▶ [What is required] Copy the lines from the one containing "Roadside-survey request: point out the building" through the one containing "(1334, 702)", inclusive, changing "stone" to "brick" and keeping everything else the same.

▶ [Extracted information]
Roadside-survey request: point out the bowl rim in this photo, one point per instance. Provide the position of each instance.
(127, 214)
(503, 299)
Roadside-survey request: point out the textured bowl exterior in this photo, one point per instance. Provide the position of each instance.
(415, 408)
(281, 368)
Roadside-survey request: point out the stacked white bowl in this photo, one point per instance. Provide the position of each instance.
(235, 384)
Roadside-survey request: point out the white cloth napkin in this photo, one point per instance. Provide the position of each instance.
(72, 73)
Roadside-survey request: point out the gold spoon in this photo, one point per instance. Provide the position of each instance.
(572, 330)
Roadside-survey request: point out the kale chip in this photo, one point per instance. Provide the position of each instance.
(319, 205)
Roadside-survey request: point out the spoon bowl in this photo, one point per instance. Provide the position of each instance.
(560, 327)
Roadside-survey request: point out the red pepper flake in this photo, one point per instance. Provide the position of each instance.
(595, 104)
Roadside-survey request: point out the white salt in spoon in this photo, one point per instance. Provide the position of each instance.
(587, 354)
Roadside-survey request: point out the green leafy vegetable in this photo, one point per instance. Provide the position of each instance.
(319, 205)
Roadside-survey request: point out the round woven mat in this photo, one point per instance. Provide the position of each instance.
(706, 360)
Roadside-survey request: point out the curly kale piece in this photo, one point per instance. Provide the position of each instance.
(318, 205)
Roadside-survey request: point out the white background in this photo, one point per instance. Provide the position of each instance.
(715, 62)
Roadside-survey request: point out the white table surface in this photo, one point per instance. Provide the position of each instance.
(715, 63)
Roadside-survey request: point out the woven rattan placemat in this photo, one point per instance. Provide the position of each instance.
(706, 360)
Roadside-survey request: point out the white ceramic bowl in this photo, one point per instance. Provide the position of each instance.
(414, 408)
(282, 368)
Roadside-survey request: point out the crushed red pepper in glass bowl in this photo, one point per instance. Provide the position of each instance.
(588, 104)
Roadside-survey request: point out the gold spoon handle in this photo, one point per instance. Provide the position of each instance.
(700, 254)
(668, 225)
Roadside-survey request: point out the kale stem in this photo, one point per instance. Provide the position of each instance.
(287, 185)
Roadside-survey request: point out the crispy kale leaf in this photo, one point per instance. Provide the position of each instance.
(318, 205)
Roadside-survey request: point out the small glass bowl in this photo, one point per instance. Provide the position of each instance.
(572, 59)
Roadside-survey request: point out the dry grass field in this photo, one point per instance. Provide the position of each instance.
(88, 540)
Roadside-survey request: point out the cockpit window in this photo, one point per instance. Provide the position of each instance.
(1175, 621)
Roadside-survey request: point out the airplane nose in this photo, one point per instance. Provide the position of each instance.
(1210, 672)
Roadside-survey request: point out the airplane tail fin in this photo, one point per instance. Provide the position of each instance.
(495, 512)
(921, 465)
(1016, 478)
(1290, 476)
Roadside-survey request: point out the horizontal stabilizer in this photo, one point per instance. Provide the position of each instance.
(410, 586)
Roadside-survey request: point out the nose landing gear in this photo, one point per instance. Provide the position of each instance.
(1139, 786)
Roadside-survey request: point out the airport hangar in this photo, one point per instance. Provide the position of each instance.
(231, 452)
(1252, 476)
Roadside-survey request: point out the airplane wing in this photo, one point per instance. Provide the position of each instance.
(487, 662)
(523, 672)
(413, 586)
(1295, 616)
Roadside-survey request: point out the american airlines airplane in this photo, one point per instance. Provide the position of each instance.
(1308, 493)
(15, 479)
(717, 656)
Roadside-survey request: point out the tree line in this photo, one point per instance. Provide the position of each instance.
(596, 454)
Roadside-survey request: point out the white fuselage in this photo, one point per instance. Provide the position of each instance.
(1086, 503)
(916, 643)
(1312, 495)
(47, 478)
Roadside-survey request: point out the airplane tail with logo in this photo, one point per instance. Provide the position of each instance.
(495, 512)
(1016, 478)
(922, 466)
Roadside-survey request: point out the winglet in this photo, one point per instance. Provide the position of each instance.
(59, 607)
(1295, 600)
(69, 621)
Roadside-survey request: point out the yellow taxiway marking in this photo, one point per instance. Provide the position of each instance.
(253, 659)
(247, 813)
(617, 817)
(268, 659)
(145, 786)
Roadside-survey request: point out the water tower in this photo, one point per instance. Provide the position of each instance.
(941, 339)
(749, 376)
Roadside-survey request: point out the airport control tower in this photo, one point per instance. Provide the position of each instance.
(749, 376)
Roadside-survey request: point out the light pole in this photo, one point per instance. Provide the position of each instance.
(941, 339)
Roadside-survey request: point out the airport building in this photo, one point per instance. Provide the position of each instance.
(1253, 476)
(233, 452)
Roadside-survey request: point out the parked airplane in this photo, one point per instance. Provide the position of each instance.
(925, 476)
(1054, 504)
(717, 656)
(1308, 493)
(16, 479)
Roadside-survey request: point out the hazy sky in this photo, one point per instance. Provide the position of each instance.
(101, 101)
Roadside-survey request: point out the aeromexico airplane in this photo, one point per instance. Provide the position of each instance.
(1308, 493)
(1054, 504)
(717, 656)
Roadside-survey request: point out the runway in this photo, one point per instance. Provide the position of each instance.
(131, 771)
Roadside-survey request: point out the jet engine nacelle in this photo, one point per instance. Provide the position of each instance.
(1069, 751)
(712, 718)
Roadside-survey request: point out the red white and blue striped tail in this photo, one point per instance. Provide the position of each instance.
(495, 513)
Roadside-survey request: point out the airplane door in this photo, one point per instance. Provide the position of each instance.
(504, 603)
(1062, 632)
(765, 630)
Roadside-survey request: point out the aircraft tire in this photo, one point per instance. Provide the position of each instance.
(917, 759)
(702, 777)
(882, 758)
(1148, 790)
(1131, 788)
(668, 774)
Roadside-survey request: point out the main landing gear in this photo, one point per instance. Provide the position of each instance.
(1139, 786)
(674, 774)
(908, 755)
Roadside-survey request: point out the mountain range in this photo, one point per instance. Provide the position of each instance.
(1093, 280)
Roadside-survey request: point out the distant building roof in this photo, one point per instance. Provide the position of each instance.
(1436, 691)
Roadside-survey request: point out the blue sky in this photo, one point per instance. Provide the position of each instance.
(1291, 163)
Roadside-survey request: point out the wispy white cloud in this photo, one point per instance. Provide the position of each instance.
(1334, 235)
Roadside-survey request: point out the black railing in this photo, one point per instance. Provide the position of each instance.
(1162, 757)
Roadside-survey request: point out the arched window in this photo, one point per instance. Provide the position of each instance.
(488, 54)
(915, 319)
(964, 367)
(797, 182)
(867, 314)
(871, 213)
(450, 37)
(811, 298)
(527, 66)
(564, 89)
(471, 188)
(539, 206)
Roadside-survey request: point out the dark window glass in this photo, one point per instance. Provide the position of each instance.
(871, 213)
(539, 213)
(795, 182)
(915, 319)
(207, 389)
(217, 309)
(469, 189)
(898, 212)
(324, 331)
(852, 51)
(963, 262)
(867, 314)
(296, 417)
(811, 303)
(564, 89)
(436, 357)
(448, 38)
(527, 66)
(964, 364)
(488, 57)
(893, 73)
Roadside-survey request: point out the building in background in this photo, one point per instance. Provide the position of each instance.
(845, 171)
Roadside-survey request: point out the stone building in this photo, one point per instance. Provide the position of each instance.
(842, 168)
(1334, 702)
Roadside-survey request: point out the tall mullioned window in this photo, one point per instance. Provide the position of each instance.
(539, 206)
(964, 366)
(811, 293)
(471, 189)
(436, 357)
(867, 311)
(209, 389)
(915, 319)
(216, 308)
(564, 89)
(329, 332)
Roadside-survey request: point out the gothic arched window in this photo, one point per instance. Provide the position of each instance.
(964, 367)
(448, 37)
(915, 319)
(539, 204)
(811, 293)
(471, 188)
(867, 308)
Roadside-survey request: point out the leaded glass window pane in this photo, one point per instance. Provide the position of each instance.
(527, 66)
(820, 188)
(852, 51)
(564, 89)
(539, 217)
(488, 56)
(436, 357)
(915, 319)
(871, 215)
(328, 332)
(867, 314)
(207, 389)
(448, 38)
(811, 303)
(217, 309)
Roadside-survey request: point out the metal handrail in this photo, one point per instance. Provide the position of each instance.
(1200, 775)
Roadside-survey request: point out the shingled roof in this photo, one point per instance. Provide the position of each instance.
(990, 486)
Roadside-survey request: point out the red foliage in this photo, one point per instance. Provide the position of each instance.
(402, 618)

▶ [Answer in full]
Roadside-survey request: point out the building in background in this photo, one point per instance. Provide the position of each instance.
(845, 171)
Roadside-survey request: point out the brick building in this photo, one point per instance. Provide the position of each instance.
(842, 168)
(1334, 702)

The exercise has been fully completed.